## Excerpt to read

══════════

Skip to content
New issue

Have a question about this project? Sign up for a free GitHub account to open an issue and contact its maintainers and the community.

By clicking “Sign up for GitHub”, you agree to our terms of service and privacy statement. We’ll occasionally send you account related emails.

Already on GitHub? Sign in to your account

Transformers and deepspeed dependency problem #35

Open
ks1212-rgb opened this issue Jan 3, 2025 · 3 comments
Open

Transformers and deepspeed dependency problem #35

ks1212-rgb opened this issue Jan 3, 2025 · 3 comments

Comments

@ks1212-rgb
Copy link

First of all, thank you for your work.

We would like to utilize this excellent model in our research. Specifically, we plan to use run_pretrain.py and run_pretrain.bash to pretrain the model and then extract sequence embeddings from the protein encoder.

However, we are currently unable to proceed due to version issues with transformers and deepspeed.
We followed a solution suggested in an existing issue, which advised not to use the deepspeed.py provided by OntoProtein and instead use the user's own deepspeed.

══════════

## Work request
From the GitHub issue about the transformers and deepspeed dependency problem, could you return word for word the part that opens with the words "We followed a" and closes with "user's own deepspeed."?

## Provided data
══════════

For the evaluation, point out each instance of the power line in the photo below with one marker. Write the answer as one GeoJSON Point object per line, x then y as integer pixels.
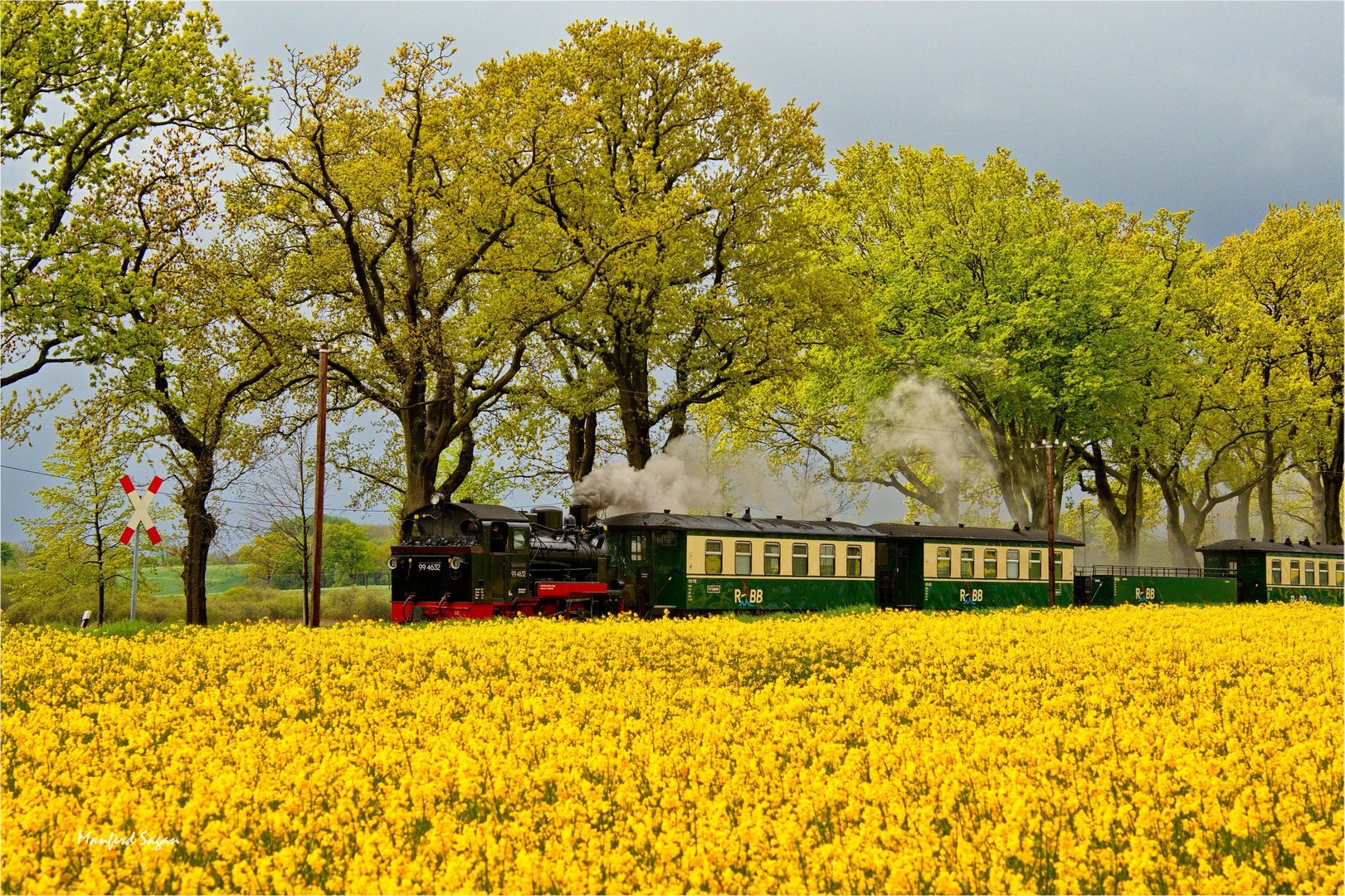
{"type": "Point", "coordinates": [223, 501]}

══════════

## Solution for this exercise
We followed a solution suggested in an existing issue, which advised not to use the deepspeed.py provided by OntoProtein and instead use the user's own deepspeed.